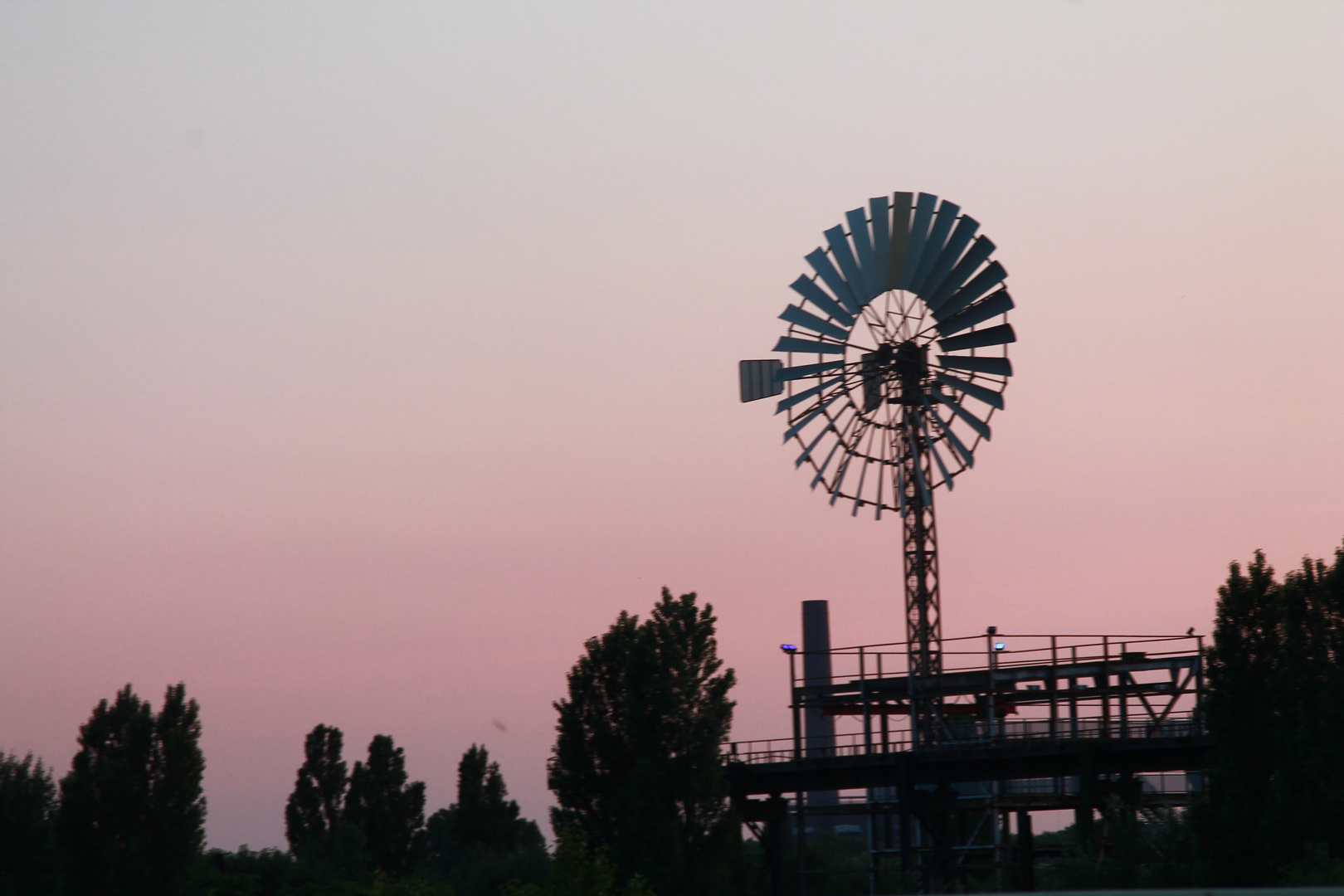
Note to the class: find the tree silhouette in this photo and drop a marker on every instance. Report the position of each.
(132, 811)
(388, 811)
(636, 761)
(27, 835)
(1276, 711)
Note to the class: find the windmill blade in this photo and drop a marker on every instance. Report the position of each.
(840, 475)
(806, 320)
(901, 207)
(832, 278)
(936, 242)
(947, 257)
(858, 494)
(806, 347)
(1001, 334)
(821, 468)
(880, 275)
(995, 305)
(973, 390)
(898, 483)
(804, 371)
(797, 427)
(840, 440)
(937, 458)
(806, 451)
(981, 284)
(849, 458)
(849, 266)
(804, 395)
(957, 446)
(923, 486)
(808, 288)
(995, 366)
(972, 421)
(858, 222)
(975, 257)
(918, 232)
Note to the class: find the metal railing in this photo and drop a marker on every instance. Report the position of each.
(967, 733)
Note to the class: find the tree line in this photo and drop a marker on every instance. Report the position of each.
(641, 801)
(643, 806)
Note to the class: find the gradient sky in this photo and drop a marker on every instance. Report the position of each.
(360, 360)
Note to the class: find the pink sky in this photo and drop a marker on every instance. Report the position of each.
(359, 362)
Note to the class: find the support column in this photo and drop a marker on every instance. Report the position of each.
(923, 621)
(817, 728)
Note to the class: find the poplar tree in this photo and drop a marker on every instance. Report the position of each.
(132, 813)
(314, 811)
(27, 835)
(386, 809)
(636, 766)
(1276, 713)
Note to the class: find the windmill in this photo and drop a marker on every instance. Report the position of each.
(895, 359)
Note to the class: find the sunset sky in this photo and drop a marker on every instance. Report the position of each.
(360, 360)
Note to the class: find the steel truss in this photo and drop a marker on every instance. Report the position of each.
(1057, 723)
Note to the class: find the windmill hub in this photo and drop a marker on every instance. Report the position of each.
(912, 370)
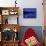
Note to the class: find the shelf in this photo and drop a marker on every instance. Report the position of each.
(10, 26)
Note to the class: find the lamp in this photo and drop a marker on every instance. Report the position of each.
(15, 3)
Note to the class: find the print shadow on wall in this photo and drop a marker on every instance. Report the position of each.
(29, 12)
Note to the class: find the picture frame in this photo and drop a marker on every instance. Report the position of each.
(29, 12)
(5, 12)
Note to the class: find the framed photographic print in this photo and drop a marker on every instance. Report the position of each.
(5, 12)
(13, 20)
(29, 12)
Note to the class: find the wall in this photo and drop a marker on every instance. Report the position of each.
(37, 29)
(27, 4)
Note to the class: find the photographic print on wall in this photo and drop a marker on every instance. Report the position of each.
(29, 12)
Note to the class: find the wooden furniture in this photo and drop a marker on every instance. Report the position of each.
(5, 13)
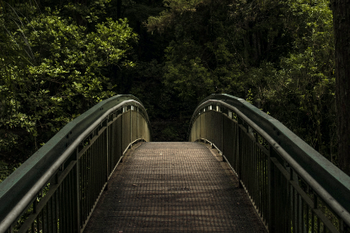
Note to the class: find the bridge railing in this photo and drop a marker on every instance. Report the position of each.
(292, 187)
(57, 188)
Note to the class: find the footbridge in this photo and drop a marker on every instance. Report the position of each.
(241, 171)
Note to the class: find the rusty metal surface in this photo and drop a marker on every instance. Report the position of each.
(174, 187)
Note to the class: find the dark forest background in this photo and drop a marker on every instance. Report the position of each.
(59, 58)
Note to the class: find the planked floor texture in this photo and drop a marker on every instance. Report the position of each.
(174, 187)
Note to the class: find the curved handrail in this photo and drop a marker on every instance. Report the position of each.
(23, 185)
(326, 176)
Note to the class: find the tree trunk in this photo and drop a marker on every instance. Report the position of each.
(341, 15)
------------------------------------
* _Set problem_: Copy all of the rows above word for word, leaving out the pictures.

* _In response_:
Note to the class: find the tree silhouette in this photo and drop a marker on every instance. Report the position of each.
(132, 811)
(388, 811)
(636, 761)
(27, 835)
(1276, 711)
Note to the class: find the windmill blade in this photo and drop a marker on every instance. Report the position of each.
(840, 475)
(806, 320)
(901, 207)
(832, 278)
(936, 242)
(947, 257)
(858, 494)
(806, 347)
(1001, 334)
(821, 468)
(880, 275)
(995, 305)
(973, 390)
(898, 483)
(804, 371)
(797, 427)
(840, 440)
(937, 458)
(806, 451)
(981, 284)
(849, 458)
(849, 266)
(804, 395)
(957, 446)
(923, 486)
(808, 288)
(995, 366)
(972, 421)
(858, 222)
(975, 257)
(918, 232)
Note to the class: find the metal railing in this photo and drop a marker on every instance. Report the position of each.
(967, 733)
Note to the class: find the tree line in this photo and drop a marker on every instance. Report the position of each.
(641, 801)
(643, 806)
Note to the class: find the gradient sky in this photo and drop a marker on every instance. Report the position of each.
(360, 360)
Note to the class: find the pink sky in this photo and drop a marker on every instance. Report the position of each.
(359, 362)
Note to the class: find the support column in this photo and drop a marker on every instance. Report the position of each.
(923, 621)
(817, 728)
Note to the class: find the poplar tree in this photo and drop a marker on every instance. Report the position of each.
(132, 813)
(314, 811)
(27, 835)
(386, 809)
(636, 766)
(1276, 713)
Note to the class: find the windmill in this photo and drop a marker on every instance. Report the position of each.
(895, 359)
Note to the class: find the sunset sky in this photo and drop a marker on every instance. Report the position of each.
(360, 360)
Note to the class: find the steel truss in this photo and drop a marker on every instance. Report the position of each.
(1057, 723)
Note to the class: find the windmill hub in this photo and drop a marker on every instance. Report the position of each.
(912, 370)
Note to the class: find the shelf in this photo and drop a marker on every instance. Report the position of each.
(10, 26)
Note to the class: find the lamp in this photo and drop a marker on every instance. Report the position of each.
(15, 3)
Note to the class: find the print shadow on wall in this photo and drop a marker on every instance. Report the position of each.
(29, 12)
Note to the class: find the picture frame in this photo and drop a marker on every instance. Report the position of each.
(29, 12)
(5, 12)
Note to the class: find the framed photographic print in this photo and drop a marker on every instance. Report the position of each.
(5, 12)
(13, 20)
(29, 12)
Note to the class: find the wall in this photo and drop a marker on every instance. Report the position of each.
(37, 29)
(27, 4)
Note to the class: find the photographic print on wall in this photo and drop a marker on every instance. Report the position of each.
(29, 12)
Note to the class: find the wooden furniture in this photo and drop a marker on every instance. Report the position of each.
(5, 13)
Note to the class: find the bridge railing in this photo and drop a marker on every instance. Report the position of each.
(292, 187)
(57, 188)
Note to the class: find the footbridge in this photo and drop a marker on every instance. Report the position of each.
(241, 171)
Note to the class: find the rusty metal surface in this photo and drop a marker on every instance. Report the position of each.
(174, 187)
Note to the class: find the dark forest background in this photo and drop a marker on every instance. Report the position of each.
(59, 58)
Note to the class: find the planked floor texture in this photo and drop a marker on every instance. Report the position of each.
(174, 187)
Note to the class: find the curved handrail in this photo and drop a marker on every instance. Report the position of each.
(23, 185)
(326, 176)
Note to the class: find the tree trunk in this photo and drop a marker on every instance. Report the position of each.
(341, 15)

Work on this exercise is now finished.